*Exercise task:* Every entry should be repeated exactly. Omit the pictures.

*Information provided:*
○ ○ ○
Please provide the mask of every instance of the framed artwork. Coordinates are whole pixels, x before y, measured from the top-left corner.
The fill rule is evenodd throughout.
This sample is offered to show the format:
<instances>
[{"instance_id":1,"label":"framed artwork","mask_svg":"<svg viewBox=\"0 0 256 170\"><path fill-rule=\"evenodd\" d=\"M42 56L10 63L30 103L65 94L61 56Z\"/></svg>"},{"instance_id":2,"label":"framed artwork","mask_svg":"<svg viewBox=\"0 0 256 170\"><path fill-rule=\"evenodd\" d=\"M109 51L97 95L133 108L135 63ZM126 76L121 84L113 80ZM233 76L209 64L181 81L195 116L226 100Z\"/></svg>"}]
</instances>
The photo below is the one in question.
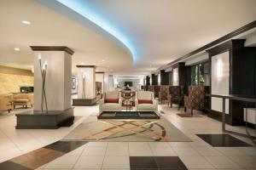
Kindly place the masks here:
<instances>
[{"instance_id":1,"label":"framed artwork","mask_svg":"<svg viewBox=\"0 0 256 170\"><path fill-rule=\"evenodd\" d=\"M72 89L76 89L76 78L72 78Z\"/></svg>"}]
</instances>

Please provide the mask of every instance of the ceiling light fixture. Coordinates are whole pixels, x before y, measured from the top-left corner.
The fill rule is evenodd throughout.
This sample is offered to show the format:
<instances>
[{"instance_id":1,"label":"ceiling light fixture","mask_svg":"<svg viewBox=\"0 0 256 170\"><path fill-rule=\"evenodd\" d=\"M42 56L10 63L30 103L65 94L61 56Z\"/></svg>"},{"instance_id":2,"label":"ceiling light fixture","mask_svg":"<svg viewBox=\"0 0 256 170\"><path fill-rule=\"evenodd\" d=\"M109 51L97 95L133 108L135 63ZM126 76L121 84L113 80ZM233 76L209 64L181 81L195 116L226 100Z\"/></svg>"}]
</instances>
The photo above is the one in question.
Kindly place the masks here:
<instances>
[{"instance_id":1,"label":"ceiling light fixture","mask_svg":"<svg viewBox=\"0 0 256 170\"><path fill-rule=\"evenodd\" d=\"M31 24L31 22L28 21L28 20L22 20L21 22L22 22L23 24L26 24L26 25L30 25L30 24Z\"/></svg>"}]
</instances>

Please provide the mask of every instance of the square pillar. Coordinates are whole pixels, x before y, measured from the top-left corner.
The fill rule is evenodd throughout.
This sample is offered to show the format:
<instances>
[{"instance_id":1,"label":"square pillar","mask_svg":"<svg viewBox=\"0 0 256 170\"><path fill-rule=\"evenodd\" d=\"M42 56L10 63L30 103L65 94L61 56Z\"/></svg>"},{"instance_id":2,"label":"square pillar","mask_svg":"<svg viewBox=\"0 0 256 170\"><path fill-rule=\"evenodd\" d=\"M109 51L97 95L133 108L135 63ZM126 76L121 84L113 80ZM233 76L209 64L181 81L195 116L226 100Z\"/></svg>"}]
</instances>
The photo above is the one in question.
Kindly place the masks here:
○ ○ ○
*Expected answer:*
Please provide the mask of every instance of the framed artwork. Coordinates are whole pixels, x before y, measured from the top-left corner.
The fill rule is evenodd throughout.
This sample is offered to show the format:
<instances>
[{"instance_id":1,"label":"framed artwork","mask_svg":"<svg viewBox=\"0 0 256 170\"><path fill-rule=\"evenodd\" d=\"M42 56L10 63L30 103L65 94L61 56Z\"/></svg>"},{"instance_id":2,"label":"framed artwork","mask_svg":"<svg viewBox=\"0 0 256 170\"><path fill-rule=\"evenodd\" d=\"M109 51L97 95L133 108L135 63ZM126 76L121 84L113 80ZM233 76L209 64L181 81L195 116L226 100Z\"/></svg>"}]
</instances>
The photo below is the one in question.
Kindly place the masks here:
<instances>
[{"instance_id":1,"label":"framed artwork","mask_svg":"<svg viewBox=\"0 0 256 170\"><path fill-rule=\"evenodd\" d=\"M72 89L76 89L76 78L72 78Z\"/></svg>"}]
</instances>

Please provide the mask of every instance of the ceiling light fixture. Coordinates are whole pixels, x before y, measured from the top-left corner.
The fill rule is evenodd throughout.
This sample is offered to show the format:
<instances>
[{"instance_id":1,"label":"ceiling light fixture","mask_svg":"<svg viewBox=\"0 0 256 170\"><path fill-rule=\"evenodd\" d=\"M42 56L10 63L30 103L65 94L61 56Z\"/></svg>"},{"instance_id":2,"label":"ceiling light fixture","mask_svg":"<svg viewBox=\"0 0 256 170\"><path fill-rule=\"evenodd\" d=\"M109 51L97 95L133 108L135 63ZM126 76L121 84L113 80ZM233 76L209 64L181 81L195 116L226 100Z\"/></svg>"}]
</instances>
The photo above is the one in question.
Kindly place the masks here:
<instances>
[{"instance_id":1,"label":"ceiling light fixture","mask_svg":"<svg viewBox=\"0 0 256 170\"><path fill-rule=\"evenodd\" d=\"M31 24L31 22L28 21L28 20L22 20L21 22L22 22L23 24L26 24L26 25L30 25L30 24Z\"/></svg>"}]
</instances>

Please provide the mask of every instance of the square pillar. Coordinates are whole pixels, x before y, measured from the top-left corner.
The fill rule is evenodd throughout.
This sample is offered to show the format:
<instances>
[{"instance_id":1,"label":"square pillar","mask_svg":"<svg viewBox=\"0 0 256 170\"><path fill-rule=\"evenodd\" d=\"M42 56L10 63L30 103L65 94L61 56Z\"/></svg>"},{"instance_id":2,"label":"square pillar","mask_svg":"<svg viewBox=\"0 0 256 170\"><path fill-rule=\"evenodd\" d=\"M109 51L97 95L133 108L135 63ZM126 76L121 84L113 80ZM233 76L209 64L181 81L195 116L226 100Z\"/></svg>"}]
</instances>
The photo above is the one in question.
Kindly place the masks here:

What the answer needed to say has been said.